### Goal:
Extract every one of the rows below verbatim, reproducing each line unchanged and in its original order.
☆ ☆ ☆ ☆ ☆ ☆ ☆
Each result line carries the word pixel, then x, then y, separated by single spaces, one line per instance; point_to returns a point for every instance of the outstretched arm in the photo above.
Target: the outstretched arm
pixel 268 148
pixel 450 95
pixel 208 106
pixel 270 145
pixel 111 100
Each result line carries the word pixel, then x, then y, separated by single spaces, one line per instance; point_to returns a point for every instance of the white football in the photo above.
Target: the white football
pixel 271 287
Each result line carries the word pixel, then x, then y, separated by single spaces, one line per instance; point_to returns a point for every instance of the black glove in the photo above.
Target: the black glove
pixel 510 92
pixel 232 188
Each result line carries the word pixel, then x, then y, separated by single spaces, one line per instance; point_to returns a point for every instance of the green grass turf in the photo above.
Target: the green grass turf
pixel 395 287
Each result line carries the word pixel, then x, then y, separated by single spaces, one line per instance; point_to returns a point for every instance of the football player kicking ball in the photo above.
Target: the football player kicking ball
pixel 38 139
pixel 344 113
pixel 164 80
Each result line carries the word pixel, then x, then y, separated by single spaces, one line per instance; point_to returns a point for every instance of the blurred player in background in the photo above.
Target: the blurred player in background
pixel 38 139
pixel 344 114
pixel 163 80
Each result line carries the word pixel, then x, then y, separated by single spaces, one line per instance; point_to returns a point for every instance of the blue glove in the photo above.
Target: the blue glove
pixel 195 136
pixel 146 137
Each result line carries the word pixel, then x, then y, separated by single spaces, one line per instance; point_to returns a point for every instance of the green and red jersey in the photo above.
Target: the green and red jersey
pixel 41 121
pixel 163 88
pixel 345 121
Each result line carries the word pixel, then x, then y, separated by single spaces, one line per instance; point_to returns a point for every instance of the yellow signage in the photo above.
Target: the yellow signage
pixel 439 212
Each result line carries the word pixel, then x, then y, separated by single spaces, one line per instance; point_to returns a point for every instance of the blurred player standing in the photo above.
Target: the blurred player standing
☆ ☆ ☆ ☆ ☆ ☆ ☆
### Output:
Each result line carries the word pixel, then x, then y, separated by single spaces, one line per instance; point_to returns a point for every instance of the outstretched arm in the photo above.
Target: the outstretched arm
pixel 268 148
pixel 450 95
pixel 208 106
pixel 270 145
pixel 111 100
Each result line carries the word pixel, then x, then y, separated by single spaces, one line per instance; point_to returns a point for every instance of the white football in the photo above.
Target: the white football
pixel 271 287
Each result line carries the word pixel, then x, then y, separated by single spaces, one line per instance; point_to returns a point for every instance of the black glove in the photo above.
Target: the black glove
pixel 510 92
pixel 232 188
Each result line carries the word pixel, then x, then y, separated by single spaces, one line per instance; point_to returns a point for every instance of the green grass turf in the photo above.
Target: the green grass turf
pixel 395 287
Each result line carries the word pixel, then x, then y, separated by single spaces, one line per instance; point_to returns a point for every instance of the football player kicking ball in the photo above.
Target: the football player kicking ball
pixel 38 139
pixel 344 113
pixel 164 80
Each result line carries the word pixel, then x, then y, separated by single spaces, one line per instance; point_to returns a point for every instance of the blurred player in background in the photo above.
Target: the blurred player in background
pixel 38 139
pixel 344 114
pixel 163 80
Each result line carries the word pixel, then x, then y, separated by single spaces, one line per instance; point_to returns a point for every instance of the blue glove in the photo above.
Target: the blue glove
pixel 195 136
pixel 146 137
Each result line carries the word pixel, then x, then y, separated by single spaces, one line per instance; point_to returns a point for every instance of the green and red jersey in the photo above.
Target: the green and red jersey
pixel 41 121
pixel 163 88
pixel 345 121
Each result line carries the word pixel, then x, then y, separated by single spaces, one line per instance; point_to returns a point for every instance of the yellow signage in the photo above.
Target: the yellow signage
pixel 439 212
Each result line carries the word pixel, then x, then y, separated by single spaces, one line per instance; point_to returns a point for every instance of the blurred player standing in the photo above.
Target: the blurred player standing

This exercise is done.